==== Given records ====
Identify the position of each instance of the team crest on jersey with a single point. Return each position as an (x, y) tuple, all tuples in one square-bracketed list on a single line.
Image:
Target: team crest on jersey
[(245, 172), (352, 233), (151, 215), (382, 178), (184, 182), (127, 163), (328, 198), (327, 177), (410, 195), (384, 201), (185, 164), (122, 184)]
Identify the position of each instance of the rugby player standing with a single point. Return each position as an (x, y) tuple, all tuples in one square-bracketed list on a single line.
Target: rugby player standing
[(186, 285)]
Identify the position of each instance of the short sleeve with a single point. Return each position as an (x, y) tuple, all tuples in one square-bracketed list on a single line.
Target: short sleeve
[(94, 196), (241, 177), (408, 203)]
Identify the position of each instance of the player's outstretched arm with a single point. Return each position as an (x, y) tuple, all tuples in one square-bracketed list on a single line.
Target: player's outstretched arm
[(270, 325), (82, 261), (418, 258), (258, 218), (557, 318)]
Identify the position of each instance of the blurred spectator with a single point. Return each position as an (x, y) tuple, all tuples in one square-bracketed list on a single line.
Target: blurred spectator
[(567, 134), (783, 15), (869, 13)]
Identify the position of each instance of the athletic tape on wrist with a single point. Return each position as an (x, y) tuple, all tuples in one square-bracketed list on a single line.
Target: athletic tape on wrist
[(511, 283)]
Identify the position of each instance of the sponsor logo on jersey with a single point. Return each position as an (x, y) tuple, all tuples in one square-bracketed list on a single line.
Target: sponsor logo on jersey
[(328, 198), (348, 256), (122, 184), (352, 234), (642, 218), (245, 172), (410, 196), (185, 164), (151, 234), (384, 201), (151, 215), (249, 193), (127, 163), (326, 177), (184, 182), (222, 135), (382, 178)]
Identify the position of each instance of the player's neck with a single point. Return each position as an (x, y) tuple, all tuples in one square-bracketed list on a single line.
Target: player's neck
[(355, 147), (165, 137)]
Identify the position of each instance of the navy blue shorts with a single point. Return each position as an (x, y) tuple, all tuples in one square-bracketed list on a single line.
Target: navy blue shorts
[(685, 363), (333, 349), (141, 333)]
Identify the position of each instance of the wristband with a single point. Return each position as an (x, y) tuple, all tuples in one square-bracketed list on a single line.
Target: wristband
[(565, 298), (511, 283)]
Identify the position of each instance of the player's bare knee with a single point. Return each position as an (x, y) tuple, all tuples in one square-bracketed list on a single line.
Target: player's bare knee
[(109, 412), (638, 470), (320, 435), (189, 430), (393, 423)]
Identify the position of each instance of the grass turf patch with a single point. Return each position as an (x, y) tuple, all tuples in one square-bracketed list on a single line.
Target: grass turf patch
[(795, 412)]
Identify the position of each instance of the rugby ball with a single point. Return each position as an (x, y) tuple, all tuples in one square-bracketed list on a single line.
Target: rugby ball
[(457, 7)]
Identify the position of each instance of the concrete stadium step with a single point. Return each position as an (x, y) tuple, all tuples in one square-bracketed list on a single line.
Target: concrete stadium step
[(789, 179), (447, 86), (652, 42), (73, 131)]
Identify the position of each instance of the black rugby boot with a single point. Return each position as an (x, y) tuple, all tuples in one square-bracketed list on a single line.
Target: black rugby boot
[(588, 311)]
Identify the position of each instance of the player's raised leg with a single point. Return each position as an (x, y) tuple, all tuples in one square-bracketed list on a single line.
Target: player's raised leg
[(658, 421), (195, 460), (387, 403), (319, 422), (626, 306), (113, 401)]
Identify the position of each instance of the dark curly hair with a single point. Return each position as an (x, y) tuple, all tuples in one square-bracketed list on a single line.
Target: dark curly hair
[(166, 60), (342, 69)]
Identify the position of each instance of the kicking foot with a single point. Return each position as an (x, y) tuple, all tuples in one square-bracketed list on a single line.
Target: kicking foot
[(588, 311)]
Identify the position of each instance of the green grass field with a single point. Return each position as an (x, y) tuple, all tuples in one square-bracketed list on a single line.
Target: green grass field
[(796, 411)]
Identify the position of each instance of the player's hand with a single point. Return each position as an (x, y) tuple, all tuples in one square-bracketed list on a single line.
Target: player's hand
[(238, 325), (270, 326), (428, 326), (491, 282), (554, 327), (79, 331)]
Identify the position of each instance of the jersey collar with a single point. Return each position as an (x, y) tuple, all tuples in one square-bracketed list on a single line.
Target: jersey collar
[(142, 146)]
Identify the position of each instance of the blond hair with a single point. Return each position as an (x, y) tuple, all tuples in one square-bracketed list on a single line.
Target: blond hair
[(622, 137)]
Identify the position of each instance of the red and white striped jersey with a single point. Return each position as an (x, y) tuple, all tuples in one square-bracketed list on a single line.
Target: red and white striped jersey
====
Locate the word "striped" in the data above. Copy every line carrying it.

Identify the position of each instance of the red and white striped jersey with a single point. Return each position as an (x, y) tuple, all tuples in one square-bracketed list on a single line.
Target: red and white striped jersey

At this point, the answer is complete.